* [Directive A]
According to the forum thread about Patriot Archery, why was the link not working? Answer in one to three sentences.
* [Directive B]
From the forum thread about Patriot Archery, extract the passage that begins with the words "## Flintlock1776 (Aug" and ends with "tree this year...........", copying it word for word.

═════ Text provided ═════

Ok, I have never heard of you before, so please tell us more about your company!

Also you forgot to mention your email addy


----------



## pseshooter300 (Oct 16, 2005)

i also got the error.


----------



## Flintlock1776 (Aug 19, 2006)

*Me to*

need more info for sure


----------



## santa (Jan 15, 2007)

I'd like to put one under every archers tree this year...........


----------



## djkillaz (Apr 14, 2005)

*Patriot archery*

I agree!! a bunch of errors on home page?


----------



## PatriotArchery (Jun 26, 2006)

Hi Everyone,

Sorry about the link, we are changing the site right now, and it will be up within the next few days. Patriot Archery is a retailer for everything archery and hunting related. This is not a sales position for pro staff shooters. Basically what I am asking for is people to promote our company and bring orders, meanwhile my prostaff members that gain sales, will be able to receive gear at near cost prices. 

Please remember that when you send your info, send it to [email protected], and include your name, address and phone number, and applications will be mailed.

Thanks

Patrick, Owner
www.patriotarchery.com


----------



## PatriotArchery (Jun 26, 2006)

The first of the applications were sent out. I will be sending out one more set of applications after receiving the first batch back. If interested, please email your name, address and phone number to [email protected].

Thanks

Patrick, Owner
www.patriotarchery.com


----------



## PatriotArchery (Jun 26, 2006)

Hi Everyone!

After receiving a huge response after the first one, its about time to send out the second round of applications for the pro staff position. 

For those of you who are interested please send an email to [email protected] with your name, address and phone numbers and we will mail an application out to you.

And to those who have no idea what and who Patriot Archery is I will tell you. We are a retailer that specializes in archery and hunting equipment. We carry all the top brands at some of the industries top competitive prices. We can outfit the once a year shooter/hunter to the everyday outdoorsman. We hope that by building a prostaff team with strong people, we can grow and promote the outdoors in conservation and future growth. 

Please if you are interested we would like to bring you on board. This is a non paying job, but pro staff members will be rewarded with very good prices on goods for producing sales. 

Thanks!

Patrick, Owner
www.patriotarchery.com


----------



## PatriotArchery (Jun 26, 2006)

bump


----------



## Tnturkeyman (Sep 24, 2006)

Ttt


----------



## indianahunter1 (Aug 25, 2006)

*site*

patrick

you guy's has a nice site . i will be shopping from you guy's for different stuff !!

james


----------



## PatriotArchery (Jun 26, 2006)

Thanks James! Hope to hear from you soon!

Patrick, Owner
www.patriotarchery.com


----------



## Tnturkeyman (Sep 24, 2006)

*Pro Staff*

Patrick, have you picked anyone yet? Was just wondering when we would Know who they are. Thanks, Greg Smith


----------



## Old Time Dealer (Jan 11, 2006)

PatriotArchery said:


> Patriot Archery is seeking four to six qualified pro staff members to help promote our company. We would like someone from the South, Northeast, Northwest, West, and Central United States. If you are interested please send an email with your name address, and a contact phone number so we can send you the application. We look forward to working with you!

═════ Entries ═════

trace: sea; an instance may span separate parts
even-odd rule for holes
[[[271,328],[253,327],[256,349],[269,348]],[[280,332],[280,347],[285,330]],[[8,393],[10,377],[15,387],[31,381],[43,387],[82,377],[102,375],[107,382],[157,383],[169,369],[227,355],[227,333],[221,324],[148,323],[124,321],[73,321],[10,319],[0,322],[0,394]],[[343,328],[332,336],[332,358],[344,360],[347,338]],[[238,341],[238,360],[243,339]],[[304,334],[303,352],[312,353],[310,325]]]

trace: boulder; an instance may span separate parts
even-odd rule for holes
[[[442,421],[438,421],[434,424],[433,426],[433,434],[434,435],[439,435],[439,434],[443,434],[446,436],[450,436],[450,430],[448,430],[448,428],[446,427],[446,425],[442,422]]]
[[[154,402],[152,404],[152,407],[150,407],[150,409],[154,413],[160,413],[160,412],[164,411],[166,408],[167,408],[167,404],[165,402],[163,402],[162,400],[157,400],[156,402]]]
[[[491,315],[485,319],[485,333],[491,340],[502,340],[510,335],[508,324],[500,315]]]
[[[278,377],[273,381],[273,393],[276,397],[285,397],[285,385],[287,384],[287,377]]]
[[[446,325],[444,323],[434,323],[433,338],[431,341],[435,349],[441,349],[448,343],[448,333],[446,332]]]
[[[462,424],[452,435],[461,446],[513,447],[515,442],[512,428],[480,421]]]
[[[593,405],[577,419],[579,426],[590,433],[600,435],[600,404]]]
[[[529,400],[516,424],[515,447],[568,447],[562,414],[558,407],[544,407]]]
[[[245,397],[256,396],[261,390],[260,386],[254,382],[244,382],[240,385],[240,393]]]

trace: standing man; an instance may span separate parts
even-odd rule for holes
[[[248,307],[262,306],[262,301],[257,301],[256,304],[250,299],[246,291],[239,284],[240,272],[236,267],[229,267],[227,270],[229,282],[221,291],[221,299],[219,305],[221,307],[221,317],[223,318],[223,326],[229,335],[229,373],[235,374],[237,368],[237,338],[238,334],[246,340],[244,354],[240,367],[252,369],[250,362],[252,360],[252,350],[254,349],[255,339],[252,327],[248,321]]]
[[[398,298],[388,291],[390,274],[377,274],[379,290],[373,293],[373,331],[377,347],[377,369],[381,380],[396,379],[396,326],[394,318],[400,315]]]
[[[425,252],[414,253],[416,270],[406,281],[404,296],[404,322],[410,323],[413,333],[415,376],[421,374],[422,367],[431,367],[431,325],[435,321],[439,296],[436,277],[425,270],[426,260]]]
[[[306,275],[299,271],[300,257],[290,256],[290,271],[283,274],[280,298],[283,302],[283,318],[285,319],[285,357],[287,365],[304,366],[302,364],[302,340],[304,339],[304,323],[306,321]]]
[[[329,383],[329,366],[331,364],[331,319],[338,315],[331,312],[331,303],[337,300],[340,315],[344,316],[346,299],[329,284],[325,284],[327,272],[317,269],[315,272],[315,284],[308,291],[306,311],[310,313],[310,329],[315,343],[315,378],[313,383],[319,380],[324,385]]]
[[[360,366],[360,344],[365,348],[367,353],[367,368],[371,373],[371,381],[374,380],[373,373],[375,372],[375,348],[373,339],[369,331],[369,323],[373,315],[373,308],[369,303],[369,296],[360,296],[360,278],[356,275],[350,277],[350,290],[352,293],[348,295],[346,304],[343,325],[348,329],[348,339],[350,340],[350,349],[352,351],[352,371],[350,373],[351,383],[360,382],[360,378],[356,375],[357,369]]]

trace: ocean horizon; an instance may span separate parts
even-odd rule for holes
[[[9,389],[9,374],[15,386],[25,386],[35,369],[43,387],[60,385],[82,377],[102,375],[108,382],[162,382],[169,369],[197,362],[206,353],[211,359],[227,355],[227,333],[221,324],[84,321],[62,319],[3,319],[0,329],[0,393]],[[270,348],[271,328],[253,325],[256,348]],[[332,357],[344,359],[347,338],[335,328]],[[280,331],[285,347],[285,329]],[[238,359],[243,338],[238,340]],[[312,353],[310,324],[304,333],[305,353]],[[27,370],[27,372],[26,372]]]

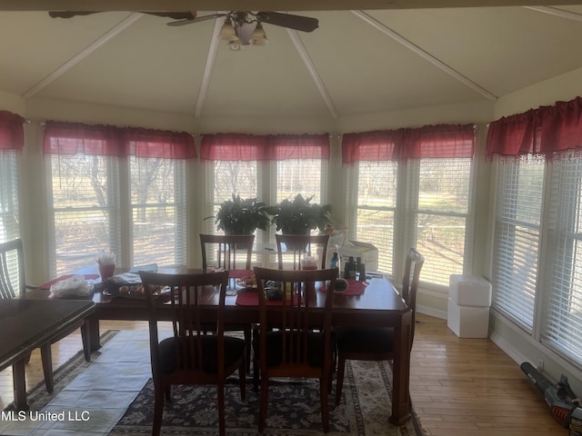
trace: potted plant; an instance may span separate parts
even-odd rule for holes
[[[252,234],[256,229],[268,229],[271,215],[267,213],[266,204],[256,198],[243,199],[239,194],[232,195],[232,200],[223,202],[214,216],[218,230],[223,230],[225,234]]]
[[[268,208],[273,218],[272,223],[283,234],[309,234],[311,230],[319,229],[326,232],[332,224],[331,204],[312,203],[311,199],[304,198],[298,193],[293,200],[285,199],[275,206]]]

═════

* [Task result A]
The link was not working because the company was changing its site at the time. The owner said the site would be back up within the next few days.

* [Task result B]
## Flintlock1776 (Aug 19, 2006)

*Me to*

need more info for sure


----------



## santa (Jan 15, 2007)

I'd like to put one under every archers tree this year...........